### Task directions
Write out the entries exactly, leaving out every picture.

### Exercise data
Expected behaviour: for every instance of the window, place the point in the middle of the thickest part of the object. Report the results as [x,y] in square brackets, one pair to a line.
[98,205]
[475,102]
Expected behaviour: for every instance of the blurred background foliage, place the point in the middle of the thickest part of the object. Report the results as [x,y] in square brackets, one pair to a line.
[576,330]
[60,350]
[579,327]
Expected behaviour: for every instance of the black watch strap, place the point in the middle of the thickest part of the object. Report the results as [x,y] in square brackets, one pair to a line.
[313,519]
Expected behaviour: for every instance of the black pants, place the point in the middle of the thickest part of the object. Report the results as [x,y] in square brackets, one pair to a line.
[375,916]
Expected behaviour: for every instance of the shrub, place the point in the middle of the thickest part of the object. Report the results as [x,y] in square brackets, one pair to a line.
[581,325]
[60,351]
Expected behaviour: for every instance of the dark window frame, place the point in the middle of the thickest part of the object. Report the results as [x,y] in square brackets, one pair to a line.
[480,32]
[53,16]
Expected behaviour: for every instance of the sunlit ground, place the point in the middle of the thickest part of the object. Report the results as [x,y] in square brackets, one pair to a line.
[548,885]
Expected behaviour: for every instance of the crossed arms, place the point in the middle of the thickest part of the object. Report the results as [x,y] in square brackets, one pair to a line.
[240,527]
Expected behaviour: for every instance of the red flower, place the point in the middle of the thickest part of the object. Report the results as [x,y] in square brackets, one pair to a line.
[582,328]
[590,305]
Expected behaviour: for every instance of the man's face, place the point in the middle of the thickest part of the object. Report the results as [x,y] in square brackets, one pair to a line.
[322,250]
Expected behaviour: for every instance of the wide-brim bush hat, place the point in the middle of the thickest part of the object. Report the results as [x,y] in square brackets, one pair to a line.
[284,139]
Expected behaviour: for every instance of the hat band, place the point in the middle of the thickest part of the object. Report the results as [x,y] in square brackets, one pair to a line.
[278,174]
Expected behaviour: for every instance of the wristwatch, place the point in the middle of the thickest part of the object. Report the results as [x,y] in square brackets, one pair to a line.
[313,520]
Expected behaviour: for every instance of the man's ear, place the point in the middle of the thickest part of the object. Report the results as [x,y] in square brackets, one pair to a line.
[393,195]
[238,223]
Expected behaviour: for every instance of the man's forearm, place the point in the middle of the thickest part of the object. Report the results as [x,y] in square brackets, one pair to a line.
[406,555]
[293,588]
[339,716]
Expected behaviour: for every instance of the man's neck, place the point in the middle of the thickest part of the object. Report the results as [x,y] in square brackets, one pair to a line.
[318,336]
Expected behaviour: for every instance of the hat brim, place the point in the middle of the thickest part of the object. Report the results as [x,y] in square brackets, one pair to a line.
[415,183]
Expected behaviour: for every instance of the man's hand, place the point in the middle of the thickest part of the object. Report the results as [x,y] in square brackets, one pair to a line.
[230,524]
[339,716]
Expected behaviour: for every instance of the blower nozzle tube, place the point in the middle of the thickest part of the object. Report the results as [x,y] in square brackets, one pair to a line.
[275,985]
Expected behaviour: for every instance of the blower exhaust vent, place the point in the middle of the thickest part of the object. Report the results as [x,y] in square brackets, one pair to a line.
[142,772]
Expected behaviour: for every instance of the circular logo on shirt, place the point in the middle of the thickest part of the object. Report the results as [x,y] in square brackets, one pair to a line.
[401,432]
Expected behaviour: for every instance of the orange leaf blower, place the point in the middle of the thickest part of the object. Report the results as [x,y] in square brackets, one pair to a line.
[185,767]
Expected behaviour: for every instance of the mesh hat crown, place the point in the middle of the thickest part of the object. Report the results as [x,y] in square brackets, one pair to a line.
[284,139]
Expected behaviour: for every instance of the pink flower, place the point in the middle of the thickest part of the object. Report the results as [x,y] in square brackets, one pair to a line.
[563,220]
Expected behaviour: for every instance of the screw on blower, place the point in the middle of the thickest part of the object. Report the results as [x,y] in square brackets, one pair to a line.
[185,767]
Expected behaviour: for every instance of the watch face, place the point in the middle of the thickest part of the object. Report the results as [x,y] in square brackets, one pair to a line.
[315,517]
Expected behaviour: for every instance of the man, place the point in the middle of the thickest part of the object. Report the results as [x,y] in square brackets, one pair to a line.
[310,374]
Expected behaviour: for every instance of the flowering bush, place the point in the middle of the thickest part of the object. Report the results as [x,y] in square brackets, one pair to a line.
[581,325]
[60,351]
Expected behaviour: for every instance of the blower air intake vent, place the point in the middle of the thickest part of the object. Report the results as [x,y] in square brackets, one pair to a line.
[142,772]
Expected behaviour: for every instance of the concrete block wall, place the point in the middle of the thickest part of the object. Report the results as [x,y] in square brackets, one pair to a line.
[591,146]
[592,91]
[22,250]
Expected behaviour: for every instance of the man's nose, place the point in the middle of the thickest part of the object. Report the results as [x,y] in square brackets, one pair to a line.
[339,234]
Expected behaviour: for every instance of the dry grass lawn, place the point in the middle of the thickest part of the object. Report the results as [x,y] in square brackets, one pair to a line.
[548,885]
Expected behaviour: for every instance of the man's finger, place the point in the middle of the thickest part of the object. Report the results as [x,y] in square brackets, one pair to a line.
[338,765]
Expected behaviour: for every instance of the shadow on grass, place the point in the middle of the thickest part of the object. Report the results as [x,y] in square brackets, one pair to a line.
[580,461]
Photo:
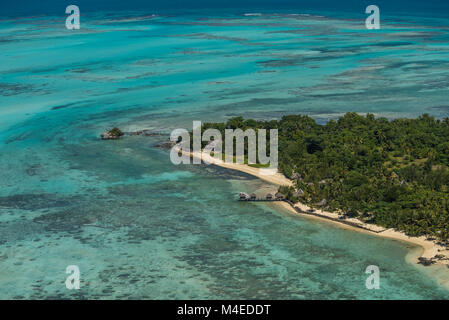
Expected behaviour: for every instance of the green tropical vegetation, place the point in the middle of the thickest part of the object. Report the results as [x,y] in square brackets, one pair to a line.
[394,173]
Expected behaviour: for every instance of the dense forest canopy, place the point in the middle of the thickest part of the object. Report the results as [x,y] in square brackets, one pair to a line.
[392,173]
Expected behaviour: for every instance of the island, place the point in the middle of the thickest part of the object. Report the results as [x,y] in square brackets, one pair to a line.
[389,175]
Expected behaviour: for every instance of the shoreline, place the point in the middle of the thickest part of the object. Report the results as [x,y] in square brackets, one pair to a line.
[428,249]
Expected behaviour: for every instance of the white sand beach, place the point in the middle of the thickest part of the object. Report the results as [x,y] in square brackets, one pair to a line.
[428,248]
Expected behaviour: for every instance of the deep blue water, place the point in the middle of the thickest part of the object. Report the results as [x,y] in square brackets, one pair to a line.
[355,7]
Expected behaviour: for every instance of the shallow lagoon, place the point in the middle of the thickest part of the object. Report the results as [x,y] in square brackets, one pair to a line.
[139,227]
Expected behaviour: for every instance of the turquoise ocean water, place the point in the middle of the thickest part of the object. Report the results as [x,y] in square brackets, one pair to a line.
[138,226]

### Your response
Expected behaviour: for every instance of the window, place the point in the middle of the thickest part of the object. Report the results as [x,y] in square brackets, one pair to a line.
[98,205]
[475,102]
Expected behaviour: for every instance of the blurred background foliage, place the point in the middle of the thickest part of the object. Report the results as [x,y] in square brackets, one pair to a line.
[576,330]
[60,350]
[579,327]
Expected behaviour: for every instance of the black watch strap, place the point in the middle of the thickest part of the object. Report the results as [x,y] in square brackets, one pair to a line.
[313,519]
Expected behaviour: for every instance of the black pants, place the point in the middle of the thickest part of the object. Report the results as [x,y] in square brackets, one pair to a line.
[375,916]
Expected behaviour: for every instance of the shrub, place the point in the middle of the thickest part of the object. Report the results as [x,y] in square brackets, one pair to a line.
[581,325]
[60,351]
Expected behaviour: for every instance of the dark window frame, place the point in the middle of the thickest part of the object. Report the results as [x,y] in square brackets, one pair to a line.
[480,32]
[53,16]
Expected behaviour: for every instance of the sunlit ground, place the point in the middle of the thickest part of the object. Report the results as [x,y] in square brackets, one pair to a line.
[548,885]
Expected behaviour: for every instance of the crossed arms, place the point in the middle of the thickest part of the object. Report the results as [x,y] in square brackets, one pair to a line.
[240,527]
Expected behaviour: for every instance of the red flower, place the point in the middle of the thickest part of the object. Report the results as [x,y] in square brackets, one pair to a line.
[582,328]
[590,305]
Expected behaviour: for every instance of the man's face, place the point in the middle of the thickest part of the object. Report the results as [x,y] in square brackets, one pair to a line.
[322,250]
Expected behaviour: for every instance of the wide-brim bush hat, place the point in the middle of the thickest part of the object. Report the results as [x,y] in square brackets, one pair to a line.
[284,139]
Expected behaviour: for every instance of the hat band, place the point in the middle of the thickest part of the object. Report the results as [x,y] in square brackets, one pair to a line.
[278,174]
Expected behaviour: for every instance of the wristwatch, place the point in the middle of the thickest part of the object. Report the results as [x,y] in square brackets, one pair to a line.
[313,520]
Expected behaviour: for every instance of the man's ear, place the point in the middle of the thickest part of the object. Report the results as [x,y] in square brackets, one pair to a line.
[393,195]
[238,223]
Expected behaviour: for every instance of the man's forearm, place the point in the middle of the thickest part of the object. Report the results as [x,y] in square brackets, one pair to a line.
[406,555]
[293,588]
[339,716]
Expected behaviour: for every instance of the man's neck, place the point in the middle of the thickest part of the object. Report the results as [x,y] in square brackets, one pair to a line.
[318,336]
Expected behaviour: for every instance of the hat brim, place the point in the middle of the thickest part of the object. Report the results as [x,y] in square brackets, one pair to a line.
[415,183]
Expected behaviour: for every instance of the man's hand, place the point in the middle of the thickest part of the object. Report the results as [x,y] in square brackets, one pair to a line.
[230,524]
[339,716]
Expected behaviour: for every instance of the blower nozzle tube, place the point in the middle of the thickest part of the object. Report the results as [x,y] in square brackets, one pair to a line.
[275,985]
Expected behaviour: for every instance of the blower exhaust vent, place the point in the middle of the thickest part of the object. Report the results as [x,y] in square brackets, one pair to a line.
[142,772]
Expected behaviour: for every instance of the circular logo on shirt, place the point in the middle of the thickest part of the object. Report the results as [x,y] in square brackets, one pair to a line.
[401,432]
Expected behaviour: for every instance of the orange leaf blower, place the point in the middle of the thickest part of the object. Report the results as [x,y] in square brackets, one pair to a line.
[185,767]
Expected behaviour: for every instance of the mesh hat crown, place the point in the middle of the thickest part of the object. Report the results as [x,y] in square brackets, one pair to a line.
[284,139]
Expected behaviour: for every instance of the pink flower, place the point in the middle of the thickest part of the object. Report the results as [x,y] in square brackets, one pair to a line.
[563,220]
Expected behaviour: for every instance of the screw on blower, place the point in the middle of the thickest part of the object. Report the results as [x,y] in square brackets, one pair to a line.
[185,767]
Expected behaviour: for every instance of the watch face, place the point in the middle of the thickest part of the object. Report the results as [x,y] in square brackets, one pair to a line.
[315,517]
Expected behaviour: for every instance of the man, place the point in the middle of the thickest part of the object. Report the results as [x,y] in square brackets, one pair to a line.
[310,374]
Expected behaviour: for every instance of the flowering bush, place the point in the middle of the thickest part of the object. Report the results as [x,y] in square brackets, one pair to a line.
[581,325]
[60,351]
Expected behaviour: for every instance of the blower air intake vent, place the point in the middle of the thickest part of the object. Report the results as [x,y] in square brackets, one pair to a line.
[142,772]
Expected behaviour: for every instance of the concrete block wall, place the point in the middle of the thickest part of the object. Report the results as [x,y] in square brackets, one pair to a line.
[591,146]
[592,91]
[22,250]
Expected behaviour: for every instance of the man's nose, place the point in the middle of the thickest part of the object. Report the results as [x,y] in square brackets, one pair to a line.
[339,234]
Expected behaviour: for every instance of the dry grass lawn, place the point in the middle of the thickest part of the object. Report the results as [x,y] in square brackets, one pair to a line.
[548,885]
Expected behaviour: for every instance of the man's finger, place the point in the middle of the thickest part of the object. Report the results as [x,y] in square brackets, one pair to a line.
[338,765]
Expected behaviour: for every instance of the shadow on grass, place the point in the middle of the thickest part of the object. Report the results as [x,y] in square brackets, one pair to a line.
[580,461]
Photo:
Expected behaviour: for every instance of the green tropical vegetation, place the point in the middle of the thickest part of the object. Report the results as [x,y] in square brackets, one pair to a line.
[394,173]
Expected behaviour: for every instance of the dense forest canopy, place the point in the middle of the thickest part of the object. Report the results as [x,y] in square brackets, one pair to a line.
[392,173]
Expected behaviour: for every instance of the island, place the point in the middle of the thickest part of the object. Report the results as [x,y] in square brackets, one pair to a line.
[389,175]
Expected behaviour: for every instance of the shoreline, place the point in the middle of the thickest part of the object. Report the results as [x,y] in square brackets, one pair to a line.
[428,249]
Expected behaviour: for every instance of the white sand beach, place the point in the middle of the thickest part of the object. Report the results as [x,y] in square brackets, one pair to a line.
[428,248]
Expected behaviour: for every instance of the deep blue water, place the point in the middle of the thickest part of the object. Report the results as [x,y] in square brackets, one pair to a line.
[355,7]
Expected behaviour: for every instance of the shallow lagoon, place the point in the middle of the thickest part of the object. Report the results as [x,y] in square brackets, one pair to a line.
[139,227]
Expected behaviour: for every instance of the turquoise ocean water, place the point in the middle of the thickest part of the object. Report the results as [x,y] in square brackets, one pair to a line.
[138,226]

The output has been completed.